Tasks to perform
1) From the S-67 Blackhawk article below, list every weapon the helicopter's armament is said to include or be able to carry.
2) Extend the S-67 Blackhawk article below, picking up after its final sentence.

START Text

The S-67 featured a five-bladed main rotor and tail rotor. The main rotor was taken from the S-61, but was modified to have a hub fairing, swept main rotor blade tips and a special "alpha-1" linkage which was added to the main rotor controls to increase collective pitch sensitivity and so extend the collective pitch range. The 20° swept main rotor blade tips help to overcome a phenomenon called sub-multiple oscillating track (SMOT) that causes variations in tip track at high Mach numbers. These allowed the S-67 to achieve and maintain high cruise speeds. To reduce drag at high speed, the main wheels retracted fully into the stub wing sponsons. It had speed brakes on the wing trailing edges that could be used to decrease speed or increase maneuverability.

The S-67 was fitted with a moving map display, a hands-on-collective radio tune control, and night vision systems. Its armament included a Tactical Armament Turret (TAT-140) with a three barrel 20 mm cannon, and could carry 16 TOW missiles, 2.75 in rockets, or AIM-9 Sidewinder air-to-air missiles. The Blackhawk was powered by two General Electric T58-GE-5 1500 shp engines.

==Operational history==
===Evaluation and records===
The S-67 Blackhawk, along with the Bell 309 KingCobra, was put through a series of flight test evaluations in 1972 by the U.S. Army. Neither aircraft was selected to replace the AH-56 Cheyenne. Instead, the Army chose to create the new Advanced Attack Helicopter program, which would lead to the AH-64 Apache several years later.

The S-67 performed a series of aerobatic maneuvers during its various marketing tours, including rolls, split-S, and loops. The S-67 was reputed to be very smooth and responsive, in spite of its size and speed.

END Text
START Data extracts

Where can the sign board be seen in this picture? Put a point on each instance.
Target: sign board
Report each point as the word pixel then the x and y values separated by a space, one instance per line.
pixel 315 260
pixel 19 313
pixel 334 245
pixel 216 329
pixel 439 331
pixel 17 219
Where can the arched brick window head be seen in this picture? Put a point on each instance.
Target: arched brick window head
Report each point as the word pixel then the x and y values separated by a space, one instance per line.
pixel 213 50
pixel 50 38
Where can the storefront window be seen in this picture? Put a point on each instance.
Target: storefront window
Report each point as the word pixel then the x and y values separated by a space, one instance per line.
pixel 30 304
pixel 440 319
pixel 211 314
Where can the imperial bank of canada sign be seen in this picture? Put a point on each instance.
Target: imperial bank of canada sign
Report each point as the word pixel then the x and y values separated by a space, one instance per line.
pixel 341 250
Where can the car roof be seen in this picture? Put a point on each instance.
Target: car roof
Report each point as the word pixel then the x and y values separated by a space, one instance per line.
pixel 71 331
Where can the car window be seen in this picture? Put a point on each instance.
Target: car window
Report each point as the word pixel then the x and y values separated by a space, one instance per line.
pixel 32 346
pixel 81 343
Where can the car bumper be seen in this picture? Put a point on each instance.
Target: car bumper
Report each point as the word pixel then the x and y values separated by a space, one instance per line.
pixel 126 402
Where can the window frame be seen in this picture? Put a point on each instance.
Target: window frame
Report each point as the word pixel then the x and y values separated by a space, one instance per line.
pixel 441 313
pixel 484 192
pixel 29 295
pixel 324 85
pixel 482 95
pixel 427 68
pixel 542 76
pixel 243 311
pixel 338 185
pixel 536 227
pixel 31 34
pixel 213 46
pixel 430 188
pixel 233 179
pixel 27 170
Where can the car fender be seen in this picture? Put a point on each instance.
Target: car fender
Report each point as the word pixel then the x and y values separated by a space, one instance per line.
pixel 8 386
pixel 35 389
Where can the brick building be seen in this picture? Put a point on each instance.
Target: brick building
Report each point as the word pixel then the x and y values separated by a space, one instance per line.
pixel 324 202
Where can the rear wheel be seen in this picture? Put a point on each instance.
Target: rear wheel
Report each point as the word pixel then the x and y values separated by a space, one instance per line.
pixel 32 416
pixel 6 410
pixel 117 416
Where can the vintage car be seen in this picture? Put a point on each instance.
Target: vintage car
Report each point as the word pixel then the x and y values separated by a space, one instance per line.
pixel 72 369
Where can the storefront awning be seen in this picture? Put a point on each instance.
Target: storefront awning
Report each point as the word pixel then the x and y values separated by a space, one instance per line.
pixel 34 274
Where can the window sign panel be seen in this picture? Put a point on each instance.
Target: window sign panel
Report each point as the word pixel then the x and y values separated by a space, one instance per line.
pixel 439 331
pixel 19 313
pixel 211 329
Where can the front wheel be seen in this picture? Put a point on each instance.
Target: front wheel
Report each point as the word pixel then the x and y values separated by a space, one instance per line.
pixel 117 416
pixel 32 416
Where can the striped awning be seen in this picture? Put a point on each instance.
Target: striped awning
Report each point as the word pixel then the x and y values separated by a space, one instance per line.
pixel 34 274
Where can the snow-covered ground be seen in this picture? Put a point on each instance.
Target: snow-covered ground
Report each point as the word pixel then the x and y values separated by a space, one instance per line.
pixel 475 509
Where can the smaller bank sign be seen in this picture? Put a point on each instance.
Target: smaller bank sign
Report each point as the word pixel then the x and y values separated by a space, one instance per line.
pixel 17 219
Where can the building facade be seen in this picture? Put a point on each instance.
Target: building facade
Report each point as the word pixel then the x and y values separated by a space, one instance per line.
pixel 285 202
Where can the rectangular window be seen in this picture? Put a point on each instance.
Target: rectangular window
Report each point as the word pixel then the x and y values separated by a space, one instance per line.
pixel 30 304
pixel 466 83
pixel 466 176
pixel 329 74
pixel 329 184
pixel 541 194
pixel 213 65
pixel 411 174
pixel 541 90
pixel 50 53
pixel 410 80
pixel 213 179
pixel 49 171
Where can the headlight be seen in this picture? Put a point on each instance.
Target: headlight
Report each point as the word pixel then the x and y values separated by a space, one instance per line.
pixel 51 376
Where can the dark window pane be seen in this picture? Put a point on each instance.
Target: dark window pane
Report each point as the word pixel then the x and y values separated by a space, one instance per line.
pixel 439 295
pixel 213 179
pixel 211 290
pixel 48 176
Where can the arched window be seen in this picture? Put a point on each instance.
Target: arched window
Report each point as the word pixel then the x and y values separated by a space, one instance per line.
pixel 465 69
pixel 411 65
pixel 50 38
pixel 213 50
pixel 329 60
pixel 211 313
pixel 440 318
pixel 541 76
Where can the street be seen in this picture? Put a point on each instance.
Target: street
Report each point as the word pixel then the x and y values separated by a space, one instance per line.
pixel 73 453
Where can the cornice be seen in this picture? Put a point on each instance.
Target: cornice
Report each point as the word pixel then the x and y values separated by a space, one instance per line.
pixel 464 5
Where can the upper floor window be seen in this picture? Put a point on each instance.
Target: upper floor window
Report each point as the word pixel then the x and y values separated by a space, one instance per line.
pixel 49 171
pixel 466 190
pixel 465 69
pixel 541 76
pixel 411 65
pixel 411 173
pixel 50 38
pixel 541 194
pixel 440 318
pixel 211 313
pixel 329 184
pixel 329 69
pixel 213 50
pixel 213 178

END Data extracts

Answers to the exercise
1)
- a three barrel 20 mm cannon in the Tactical Armament Turret (TAT-140)
- TOW missiles (16)
- 2.75 in rockets
- AIM-9 Sidewinder air-to-air missiles

2)
Piloted by Sikorsky Test Pilots Kurt Cannon and Byron Graham, the S-67 established two E-1 class world speed records on 14 December 1970 by flying at 348.97 km/h over a 3 km course, and 355.48 km/h on 15 to 25 km course on 19 December 1970. These records stood for eight years.

As part of internal Sikorsky R&D efforts, in 1974, the S-67 had a 3.5 ft ducted fan fitted instead of its original conventional tail rotor. The S-67 with fan was tested over 29 flight hours to compare to the conventional tail. In this configuration it reached a speed of 230 mph in a test dive. The original tail rotor and vertical tail fin were re-installed in August 1974.

===Fatal crash and aftermath===
The lone S-67 prototype crashed while conducting a low-level aerobatic demonstration at the Farnborough Airshow on 1 September 1974. The crew misjudged their pitch in a low-level roll maneuver causing the nose to drop below the horizon: they attempted to recover from their inverted position by performing a Split S maneuver, but they were too close to the ground. The aircraft struck the ground in a level attitude and immediately burst into flames. Sikorsky test pilot Stu Craig died on impact, and test pilot Kurt Cannon died nine days later from his injuries. Development work on the S-67 ceased after the accident.

The U.S. Army later assigned the name Black Hawk to the Sikorsky UH-60 Black Hawk helicopter.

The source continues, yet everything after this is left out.